_Your task_: Copy every record below, exactly as written.

(Beginning of Records)

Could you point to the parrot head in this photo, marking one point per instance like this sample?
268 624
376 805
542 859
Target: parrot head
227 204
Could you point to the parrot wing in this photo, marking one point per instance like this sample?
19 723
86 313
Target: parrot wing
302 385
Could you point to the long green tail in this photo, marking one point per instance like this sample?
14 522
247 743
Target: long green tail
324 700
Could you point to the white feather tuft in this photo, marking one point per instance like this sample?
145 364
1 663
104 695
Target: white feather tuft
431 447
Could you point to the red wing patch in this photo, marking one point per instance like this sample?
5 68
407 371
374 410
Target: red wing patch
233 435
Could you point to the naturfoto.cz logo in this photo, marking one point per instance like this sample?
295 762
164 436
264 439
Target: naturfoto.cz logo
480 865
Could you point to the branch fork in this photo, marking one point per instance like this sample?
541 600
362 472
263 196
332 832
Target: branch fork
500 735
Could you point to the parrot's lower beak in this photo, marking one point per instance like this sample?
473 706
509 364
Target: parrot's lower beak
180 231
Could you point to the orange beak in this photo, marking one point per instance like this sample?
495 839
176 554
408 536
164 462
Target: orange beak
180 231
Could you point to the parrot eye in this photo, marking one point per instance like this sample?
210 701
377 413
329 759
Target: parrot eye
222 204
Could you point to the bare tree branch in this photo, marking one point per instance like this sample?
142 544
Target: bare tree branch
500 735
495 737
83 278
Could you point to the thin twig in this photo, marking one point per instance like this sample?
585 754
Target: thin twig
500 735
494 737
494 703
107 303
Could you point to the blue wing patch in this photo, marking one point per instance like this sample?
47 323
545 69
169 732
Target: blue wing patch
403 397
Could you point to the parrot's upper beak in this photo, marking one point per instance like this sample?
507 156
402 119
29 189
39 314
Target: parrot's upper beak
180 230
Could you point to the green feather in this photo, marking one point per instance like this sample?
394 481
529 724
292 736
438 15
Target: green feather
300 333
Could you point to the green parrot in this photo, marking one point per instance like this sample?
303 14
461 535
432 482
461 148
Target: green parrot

(End of Records)

_Solved problem_:
Could you point to the parrot head in this photo, marking one point per instance like this sample?
268 624
376 805
542 859
Target: parrot head
227 204
Could you point to the parrot wing in this photo, marking one point per instance like this sample?
19 723
86 313
Target: parrot wing
302 385
Could you point to the long green tail in this photo, marking one point per instance like this sample?
14 522
247 743
Target: long green tail
324 700
Could you point to the white feather tuft in this photo, marking one point per instance like this sample?
145 364
1 663
104 695
Target: white feather tuft
431 447
Could you point to the red wing patch in this photo, marking one point per instance like this sample?
5 68
407 371
374 410
Target: red wing patch
233 435
Could you point to the naturfoto.cz logo in this photo, marking one point per instance like this sample?
295 762
164 436
264 439
Target: naturfoto.cz logo
480 865
Could you point to the branch fork in this photo, marking one point per instance like this sample?
541 600
362 472
263 196
332 832
Target: branch fork
500 735
Could you point to the parrot's lower beak in this photo, marking one point per instance like this sample?
473 706
509 364
Target: parrot's lower beak
180 231
Could you point to the orange beak in this photo, marking one point per instance like this sample?
495 839
176 554
408 536
164 462
Target: orange beak
180 231
Could you point to the parrot eye in this photo, marking one point per instance like this sample?
210 701
377 413
329 759
Target: parrot eye
222 204
Could you point to the bare tree branch in this photo, marking one point per instance like this sample?
142 544
Target: bare tree branch
500 735
495 737
83 278
Could you point to the thin twig in this photo, marking one point per instance like this sample?
585 754
Target: thin twig
500 735
494 737
494 703
107 303
Could you point to the blue wing patch in this photo, marking one point per instance like this sample?
47 323
545 69
169 732
Target: blue wing patch
403 397
Could you point to the parrot's upper beak in this photo, marking one point per instance like this sample?
507 156
402 119
29 189
39 314
Target: parrot's upper beak
180 230
Could you point to the green feather in this photo, marking one point per instance like this sample?
394 481
529 724
292 736
438 15
Target: green feather
300 333
Could you point to the green parrot in this photo, marking one point per instance like this sample?
303 14
461 535
432 482
461 148
Target: green parrot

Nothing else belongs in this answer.